*** DATA SHOWN
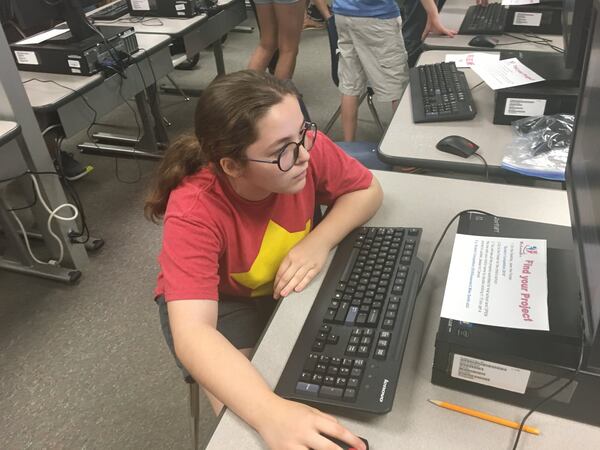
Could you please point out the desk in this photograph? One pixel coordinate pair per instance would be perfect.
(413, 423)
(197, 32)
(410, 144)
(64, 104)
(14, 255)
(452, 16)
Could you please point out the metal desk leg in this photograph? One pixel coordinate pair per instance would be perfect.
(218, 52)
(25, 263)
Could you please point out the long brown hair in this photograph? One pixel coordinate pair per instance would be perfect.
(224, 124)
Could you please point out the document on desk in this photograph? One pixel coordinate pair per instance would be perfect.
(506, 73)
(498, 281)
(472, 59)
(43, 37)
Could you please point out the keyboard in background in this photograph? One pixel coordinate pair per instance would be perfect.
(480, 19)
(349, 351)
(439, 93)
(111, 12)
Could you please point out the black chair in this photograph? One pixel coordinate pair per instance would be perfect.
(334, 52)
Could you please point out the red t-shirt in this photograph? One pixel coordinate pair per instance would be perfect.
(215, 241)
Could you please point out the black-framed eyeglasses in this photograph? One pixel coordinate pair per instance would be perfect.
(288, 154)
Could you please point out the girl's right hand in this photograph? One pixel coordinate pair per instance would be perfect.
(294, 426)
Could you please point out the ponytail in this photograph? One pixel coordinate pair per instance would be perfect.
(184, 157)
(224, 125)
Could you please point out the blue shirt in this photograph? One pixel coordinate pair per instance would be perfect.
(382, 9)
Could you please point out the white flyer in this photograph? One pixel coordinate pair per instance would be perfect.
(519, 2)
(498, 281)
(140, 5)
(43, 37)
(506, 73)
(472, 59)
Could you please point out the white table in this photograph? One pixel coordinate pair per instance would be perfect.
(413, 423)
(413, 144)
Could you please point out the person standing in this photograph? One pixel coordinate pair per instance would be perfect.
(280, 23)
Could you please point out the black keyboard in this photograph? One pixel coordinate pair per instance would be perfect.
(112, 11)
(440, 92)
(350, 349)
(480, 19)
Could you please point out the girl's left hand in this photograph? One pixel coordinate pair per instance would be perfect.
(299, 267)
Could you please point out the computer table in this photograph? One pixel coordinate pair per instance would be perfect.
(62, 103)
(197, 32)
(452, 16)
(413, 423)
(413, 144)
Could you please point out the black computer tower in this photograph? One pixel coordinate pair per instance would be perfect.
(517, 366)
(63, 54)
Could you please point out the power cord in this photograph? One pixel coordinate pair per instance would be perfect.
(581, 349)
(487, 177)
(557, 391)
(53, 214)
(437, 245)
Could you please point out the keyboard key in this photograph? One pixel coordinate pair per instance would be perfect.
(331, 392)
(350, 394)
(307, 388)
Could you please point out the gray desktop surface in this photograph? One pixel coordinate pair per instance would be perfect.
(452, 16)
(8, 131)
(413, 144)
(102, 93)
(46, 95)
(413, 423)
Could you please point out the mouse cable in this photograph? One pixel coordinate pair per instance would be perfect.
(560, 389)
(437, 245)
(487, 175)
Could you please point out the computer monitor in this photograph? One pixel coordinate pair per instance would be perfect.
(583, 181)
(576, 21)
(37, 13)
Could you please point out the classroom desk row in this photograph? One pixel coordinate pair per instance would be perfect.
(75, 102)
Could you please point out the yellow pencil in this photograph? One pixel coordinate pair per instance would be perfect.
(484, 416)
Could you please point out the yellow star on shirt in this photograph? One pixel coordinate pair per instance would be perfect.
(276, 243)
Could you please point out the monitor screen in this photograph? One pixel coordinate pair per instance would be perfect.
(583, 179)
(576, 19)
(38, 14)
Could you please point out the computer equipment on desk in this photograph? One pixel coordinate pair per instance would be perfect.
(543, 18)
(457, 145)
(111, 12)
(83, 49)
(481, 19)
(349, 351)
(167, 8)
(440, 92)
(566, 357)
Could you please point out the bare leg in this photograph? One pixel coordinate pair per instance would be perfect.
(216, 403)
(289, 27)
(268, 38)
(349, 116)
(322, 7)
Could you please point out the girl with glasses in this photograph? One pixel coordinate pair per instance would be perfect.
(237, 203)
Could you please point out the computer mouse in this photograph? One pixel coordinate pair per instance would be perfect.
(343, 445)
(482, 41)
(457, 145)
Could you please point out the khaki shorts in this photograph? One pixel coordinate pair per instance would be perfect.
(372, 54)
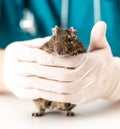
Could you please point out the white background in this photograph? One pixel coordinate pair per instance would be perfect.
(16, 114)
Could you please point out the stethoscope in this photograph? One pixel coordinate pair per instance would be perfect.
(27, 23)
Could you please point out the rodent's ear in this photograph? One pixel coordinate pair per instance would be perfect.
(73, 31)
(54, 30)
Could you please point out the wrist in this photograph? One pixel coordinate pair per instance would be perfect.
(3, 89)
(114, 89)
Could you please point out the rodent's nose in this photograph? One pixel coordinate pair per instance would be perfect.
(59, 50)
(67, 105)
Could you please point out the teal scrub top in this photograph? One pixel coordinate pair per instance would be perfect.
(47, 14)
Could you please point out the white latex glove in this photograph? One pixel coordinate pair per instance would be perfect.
******
» DIRECTION:
Leave out the pictures, and give all the records again exactly.

» OUTPUT OF THE TASK:
Could you please point out the desk in this photograph? One pixel coordinate pair per instance would be perfect.
(413, 423)
(197, 32)
(410, 144)
(64, 104)
(14, 255)
(452, 16)
Could you please point out the metal desk leg in this photograph? One pixel coordinate pair per instance would be perfect.
(218, 52)
(25, 263)
Could you please point out the long brown hair in this photograph? One pixel coordinate pair per instance would be perfect.
(224, 124)
Could you please point out the document on desk in this photograph? One pixel coordinate pair per instance would be perfect.
(506, 73)
(498, 281)
(472, 59)
(43, 37)
Could you please point out the keyboard in background in this photograph? One pixel coordinate pair per instance would be perfect.
(480, 19)
(349, 351)
(439, 93)
(111, 12)
Could you please point out the black chair in this photograph? One pixel coordinate pair per instance would be perfect.
(334, 52)
Could you please point out the red t-shirt in this photograph? One pixel coordinate pair per instance would be perfect.
(215, 241)
Could you please point out the black-framed eyeglasses in this photograph? One pixel coordinate pair per instance would be perfect.
(288, 154)
Could you please point out the girl's right hand in this photograph? One pixel coordinate pair per instance would be perfect.
(294, 426)
Could you please point out the ponytail in this photograph? One pixel coordinate pair per instance would be perfect.
(184, 157)
(224, 125)
Could you please point out the blue shirt in this photograph? One pixel coordinate pair per instance would be perfect.
(382, 9)
Could you please point out the white flyer in this photograph? One pixel coordinate pair per instance would be perfect.
(519, 2)
(498, 281)
(140, 5)
(43, 37)
(506, 73)
(472, 59)
Could you please point out the white table in this photograph? One pixel coordinate pair per instance would be perfect.
(413, 423)
(413, 144)
Could you please point out the person standing in this photograph? One pixel coordinate pair per instance would be perfect.
(280, 23)
Could you please point out the black keyboard in this photograph? One pixel coordinate pair per instance would be perfect.
(112, 11)
(440, 92)
(350, 349)
(480, 19)
Could you please point out the girl's left hand in this photograph? One pixel coordinate pair per instance would be perfect.
(299, 267)
Could you please point out the computer table in this photograph? One pixel coordinate pair per instance would be perfect.
(62, 103)
(197, 32)
(452, 16)
(413, 423)
(413, 144)
Could you please point out the black computer tower in this photograph? One pixel coordinate pair per instance would be perfect.
(517, 366)
(63, 54)
Could you please point out the power cord in this photograph? One pixel coordinate pair per instance would be perfect.
(581, 349)
(487, 177)
(557, 391)
(53, 214)
(437, 245)
Could you please point out the keyboard key in this photograph? One pixel coordinate pair per instance would be perfect.
(331, 392)
(350, 394)
(307, 388)
Could you please point out the gray desktop surface in this photograph? One pixel coordinate pair per instance would be perfect.
(452, 16)
(8, 131)
(413, 144)
(102, 93)
(46, 95)
(413, 423)
Could you please point out the mouse cable in this photograph? One pixel coordinate pair per instance would be perfect.
(560, 389)
(437, 245)
(487, 175)
Could you please point out the computer monitor in this photograph? One pixel coordinate pair per instance would be perfect.
(583, 181)
(576, 21)
(37, 13)
Could you please point out the classroom desk row in this photograph? One pixel coordinate pair per instance would be perfect.
(75, 102)
Could you please point out the yellow pencil in this photograph? One pixel coordinate pair per instance would be perfect.
(484, 416)
Could you please point out the yellow star on shirt in this photograph? One pixel coordinate pair per instance would be perfect.
(276, 243)
Could you please point out the monitor screen in this photograph? One pixel coordinate pair per instance would be perfect.
(583, 179)
(576, 19)
(38, 14)
Could you please point out the computer equipment on desk in this photograph? One pixel coordinate pair per instance would be perfect.
(543, 18)
(457, 145)
(111, 12)
(83, 49)
(481, 19)
(349, 351)
(167, 8)
(440, 92)
(566, 357)
Could you please point out the bare leg in this photograph? One pixel coordinate pair per instance would be perfect.
(216, 403)
(289, 27)
(268, 38)
(349, 116)
(322, 7)
Could you please point out the girl with glasses in this photograph? One pixel coordinate pair per instance would be perfect.
(237, 203)
Could you please point out the computer mouse in this photograph? One pixel coordinate pair per instance would be perfect.
(343, 445)
(482, 41)
(457, 145)
Could you please point out the khaki shorts in this photograph? One pixel coordinate pair per instance would be perfect.
(372, 54)
Could you please point out the white background in this photograph? One pixel coordinate pair per instance would be perfect.
(16, 114)
Could you please point out the stethoscope in this photograph? One pixel coordinate pair per instance would be perfect.
(27, 23)
Could you please point out the rodent's ear in this photograph? One pixel coordinate pair per instance would be perfect.
(73, 31)
(54, 30)
Could you please point out the wrist in this photograph? One pixel coordinate pair per instance would be perfect.
(3, 89)
(114, 89)
Could you please point out the rodent's nose in this photograph? One pixel coordinate pair per instance would be perfect.
(59, 50)
(67, 105)
Could you please point out the teal scrub top in this photograph? One pixel coordinate pair per instance would be perfect.
(47, 14)
Could you please point out the white latex glove in this photograph? One pixel coordinate pair per instance would be perfect.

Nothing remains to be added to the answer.